SUPPLIED TEXT: Begin

Whitmer outlines her priorities after budget vetoes


LANSING, Mich. (AP/WOOD) — Gov. Gretchen Whitmer said Wednesday it’s time to mend Michigan’s budget after she vetoed nearly $1 billion from a Republican-passed spending plan, saying she would seek funding for prisons, reading coaches and a tuition-free program for nontraditional college students.

The Democrat said she would ask the Legislature to approve a supplemental bill to fund those programs and others, following an unusual process in which the GOP-controlled Legislature sent her a budget over which she had no input in recent weeks after road-funding talks broke down. She signed the plan this week while also issuing a historic number of vetoes.

Whitmer’s said her priorities included adequately funding three departments she said are at risk of not being able to protect public health and safety. She also wants to triple the number of literacy coaches and secure approval of her Reconnect program to provide tuition-free community college or technical training for an estimated 51,000 nontraditional students age 25 and older without an associate’s or bachelor’s degree.

SUPPLIED TEXT: End
EXCERPTED DATA: Begin

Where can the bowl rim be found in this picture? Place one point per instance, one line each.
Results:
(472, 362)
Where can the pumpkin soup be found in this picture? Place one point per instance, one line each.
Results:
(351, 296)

EXCERPTED DATA: End

* INSTRUCTIONS FOR THE TASK: Retype the passage of the article on Whitmer's budget vetoes that opens with the words "The Democrat said" and closes with "number of vetoes.", keeping every word and punctuation mark unchanged.

* YOUR RESPONSE:
The Democrat said she would ask the Legislature to approve a supplemental bill to fund those programs and others, following an unusual process in which the GOP-controlled Legislature sent her a budget over which she had no input in recent weeks after road-funding talks broke down. She signed the plan this week while also issuing a historic number of vetoes.